**TASK**
Filter the records below down to the lines that contain the word "deal", and copy each of those lines. Matching is case-sensitive.

**TASK DATA**
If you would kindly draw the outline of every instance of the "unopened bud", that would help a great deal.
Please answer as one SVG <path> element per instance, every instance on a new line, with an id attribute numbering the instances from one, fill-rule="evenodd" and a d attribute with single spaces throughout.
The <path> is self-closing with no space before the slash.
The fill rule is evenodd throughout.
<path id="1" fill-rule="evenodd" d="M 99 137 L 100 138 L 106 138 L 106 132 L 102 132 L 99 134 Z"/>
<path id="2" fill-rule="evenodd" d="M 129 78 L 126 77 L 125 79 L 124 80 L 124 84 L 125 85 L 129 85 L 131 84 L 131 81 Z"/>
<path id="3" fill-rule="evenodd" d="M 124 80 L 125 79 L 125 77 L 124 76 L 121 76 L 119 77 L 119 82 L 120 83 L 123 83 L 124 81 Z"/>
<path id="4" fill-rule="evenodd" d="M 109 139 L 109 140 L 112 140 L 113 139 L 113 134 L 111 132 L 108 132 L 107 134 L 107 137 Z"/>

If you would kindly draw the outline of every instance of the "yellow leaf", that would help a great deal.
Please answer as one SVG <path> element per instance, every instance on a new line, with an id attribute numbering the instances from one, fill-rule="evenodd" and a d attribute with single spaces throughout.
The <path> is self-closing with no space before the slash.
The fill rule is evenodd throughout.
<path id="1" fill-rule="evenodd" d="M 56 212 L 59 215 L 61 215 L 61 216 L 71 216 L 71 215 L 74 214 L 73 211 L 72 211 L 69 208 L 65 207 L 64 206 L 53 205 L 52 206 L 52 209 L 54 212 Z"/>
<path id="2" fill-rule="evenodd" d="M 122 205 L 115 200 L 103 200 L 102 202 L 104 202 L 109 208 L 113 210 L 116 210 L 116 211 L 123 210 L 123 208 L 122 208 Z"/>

...

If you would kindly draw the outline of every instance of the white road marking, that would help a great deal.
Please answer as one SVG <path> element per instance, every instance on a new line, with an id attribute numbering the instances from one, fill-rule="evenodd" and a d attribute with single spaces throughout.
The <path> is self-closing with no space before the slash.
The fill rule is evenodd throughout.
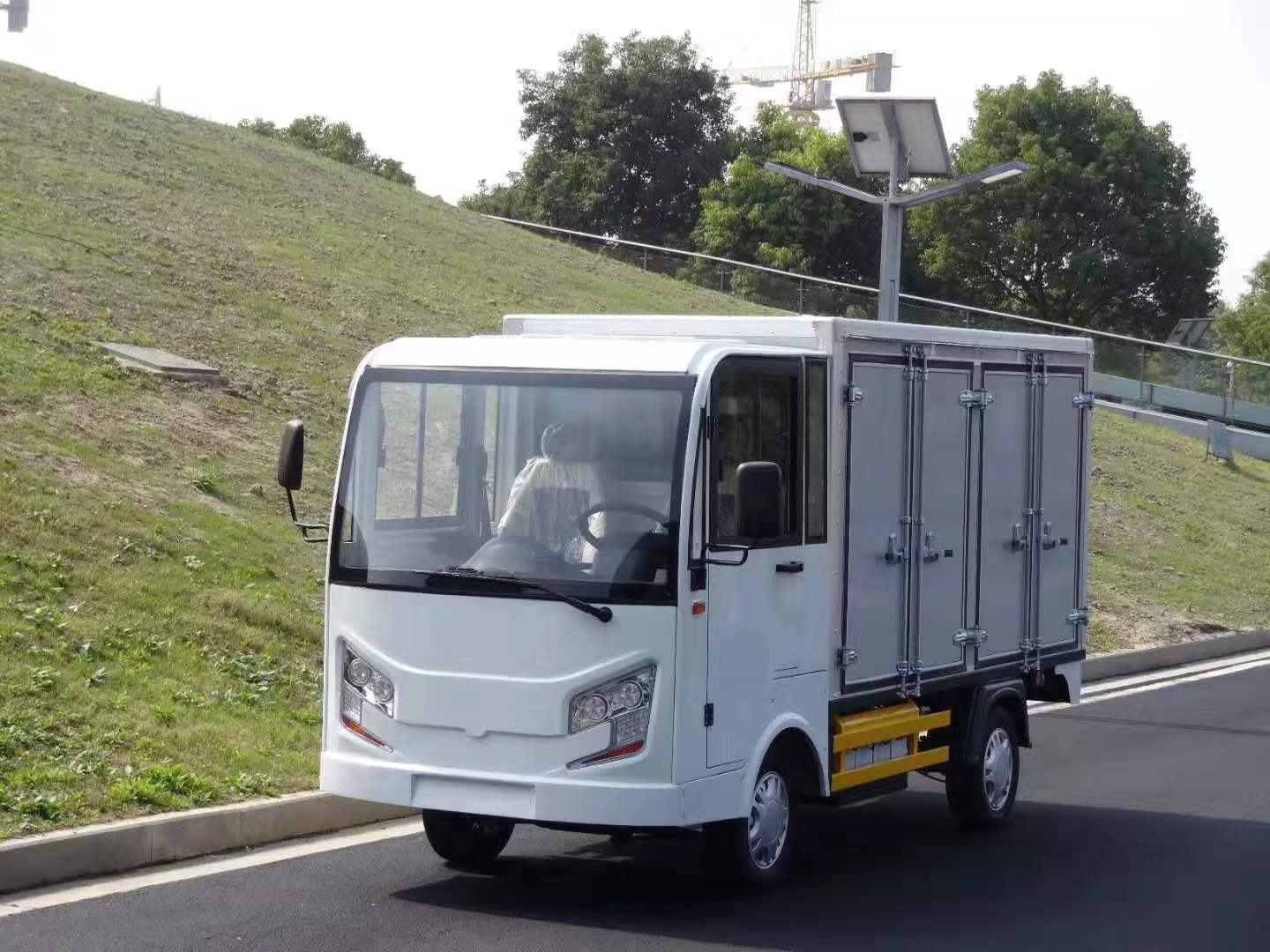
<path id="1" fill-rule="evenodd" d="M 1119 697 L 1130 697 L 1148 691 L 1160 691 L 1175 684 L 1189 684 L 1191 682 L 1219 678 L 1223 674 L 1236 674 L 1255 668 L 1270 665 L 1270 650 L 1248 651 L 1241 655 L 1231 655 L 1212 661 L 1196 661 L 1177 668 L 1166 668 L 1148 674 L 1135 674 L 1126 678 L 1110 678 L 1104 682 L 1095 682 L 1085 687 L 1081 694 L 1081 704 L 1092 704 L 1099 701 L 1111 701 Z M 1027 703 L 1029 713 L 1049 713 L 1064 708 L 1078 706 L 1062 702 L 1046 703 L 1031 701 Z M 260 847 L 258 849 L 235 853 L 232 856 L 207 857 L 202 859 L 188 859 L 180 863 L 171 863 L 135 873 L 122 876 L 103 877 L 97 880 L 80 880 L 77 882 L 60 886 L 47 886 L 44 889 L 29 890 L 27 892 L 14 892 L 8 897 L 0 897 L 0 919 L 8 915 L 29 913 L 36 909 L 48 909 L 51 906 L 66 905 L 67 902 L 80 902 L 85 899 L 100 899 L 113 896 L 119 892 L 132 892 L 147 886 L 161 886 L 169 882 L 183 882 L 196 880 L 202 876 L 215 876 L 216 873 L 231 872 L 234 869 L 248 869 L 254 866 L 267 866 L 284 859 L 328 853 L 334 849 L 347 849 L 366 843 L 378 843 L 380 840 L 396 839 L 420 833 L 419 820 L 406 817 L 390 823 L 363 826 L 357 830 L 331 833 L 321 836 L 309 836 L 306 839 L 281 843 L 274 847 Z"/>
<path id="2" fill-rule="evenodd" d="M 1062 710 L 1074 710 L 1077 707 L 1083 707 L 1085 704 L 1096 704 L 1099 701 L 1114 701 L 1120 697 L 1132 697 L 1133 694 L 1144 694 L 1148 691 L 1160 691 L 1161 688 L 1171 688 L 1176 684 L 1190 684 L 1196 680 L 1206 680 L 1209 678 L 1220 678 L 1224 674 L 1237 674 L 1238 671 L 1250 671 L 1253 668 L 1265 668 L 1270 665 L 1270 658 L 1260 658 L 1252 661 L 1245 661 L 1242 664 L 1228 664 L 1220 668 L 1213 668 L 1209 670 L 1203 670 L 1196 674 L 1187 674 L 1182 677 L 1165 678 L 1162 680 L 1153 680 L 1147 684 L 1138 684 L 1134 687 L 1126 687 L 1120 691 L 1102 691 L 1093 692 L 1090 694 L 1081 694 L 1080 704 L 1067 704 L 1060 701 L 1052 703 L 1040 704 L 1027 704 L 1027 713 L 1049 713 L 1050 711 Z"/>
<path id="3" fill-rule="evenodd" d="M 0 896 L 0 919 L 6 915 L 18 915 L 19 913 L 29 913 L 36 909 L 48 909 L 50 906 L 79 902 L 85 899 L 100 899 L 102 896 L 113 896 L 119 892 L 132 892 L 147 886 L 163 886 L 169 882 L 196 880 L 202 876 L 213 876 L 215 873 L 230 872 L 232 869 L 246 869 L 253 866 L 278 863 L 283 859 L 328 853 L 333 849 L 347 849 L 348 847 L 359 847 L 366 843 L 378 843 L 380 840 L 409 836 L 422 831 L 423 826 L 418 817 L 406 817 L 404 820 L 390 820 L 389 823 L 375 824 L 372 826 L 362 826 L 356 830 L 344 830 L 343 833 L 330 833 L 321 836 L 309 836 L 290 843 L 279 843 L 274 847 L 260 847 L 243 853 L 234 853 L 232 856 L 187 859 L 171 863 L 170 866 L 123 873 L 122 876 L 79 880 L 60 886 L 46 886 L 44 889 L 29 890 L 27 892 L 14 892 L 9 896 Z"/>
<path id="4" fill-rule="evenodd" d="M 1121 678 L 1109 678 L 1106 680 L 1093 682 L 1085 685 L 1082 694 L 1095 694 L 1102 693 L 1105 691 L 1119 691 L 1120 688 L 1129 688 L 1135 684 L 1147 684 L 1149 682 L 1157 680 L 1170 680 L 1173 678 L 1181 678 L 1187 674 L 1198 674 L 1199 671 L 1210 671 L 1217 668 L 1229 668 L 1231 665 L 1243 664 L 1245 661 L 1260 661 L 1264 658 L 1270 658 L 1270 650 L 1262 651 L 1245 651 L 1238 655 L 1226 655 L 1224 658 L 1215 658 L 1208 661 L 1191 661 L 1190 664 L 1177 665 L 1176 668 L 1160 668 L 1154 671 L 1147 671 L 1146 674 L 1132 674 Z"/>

* * *

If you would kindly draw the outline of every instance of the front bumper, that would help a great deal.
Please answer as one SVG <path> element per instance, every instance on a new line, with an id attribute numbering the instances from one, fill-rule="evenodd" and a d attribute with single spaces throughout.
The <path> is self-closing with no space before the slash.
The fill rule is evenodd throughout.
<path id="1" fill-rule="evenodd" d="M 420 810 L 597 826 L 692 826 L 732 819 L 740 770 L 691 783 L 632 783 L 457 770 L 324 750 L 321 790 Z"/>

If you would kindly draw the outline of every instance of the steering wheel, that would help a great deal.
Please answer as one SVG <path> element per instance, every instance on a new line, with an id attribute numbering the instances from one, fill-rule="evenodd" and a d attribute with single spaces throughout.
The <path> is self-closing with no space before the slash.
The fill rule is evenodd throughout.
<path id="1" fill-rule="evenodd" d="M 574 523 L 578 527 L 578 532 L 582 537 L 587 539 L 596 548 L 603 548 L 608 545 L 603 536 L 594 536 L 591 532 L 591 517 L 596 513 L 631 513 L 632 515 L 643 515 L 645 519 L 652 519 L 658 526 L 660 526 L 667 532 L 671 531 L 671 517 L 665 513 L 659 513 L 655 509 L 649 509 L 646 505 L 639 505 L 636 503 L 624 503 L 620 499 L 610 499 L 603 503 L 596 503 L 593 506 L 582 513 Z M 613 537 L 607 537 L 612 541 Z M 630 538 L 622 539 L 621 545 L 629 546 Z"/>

**EXERCISE SOLUTION**
If you would kindly draw the outline of every instance of the "unopened bud", that would help a great deal.
If you would kindly draw the outline of every instance of the "yellow leaf", that would help a great deal.
If you would kindly draw the outline of every instance of the white road marking, that would help a great deal.
If you would kindly draw the outline of every instance of the front bumper, that would help a great deal.
If you would kindly draw the outline of every instance of the steering wheel, that would help a great deal.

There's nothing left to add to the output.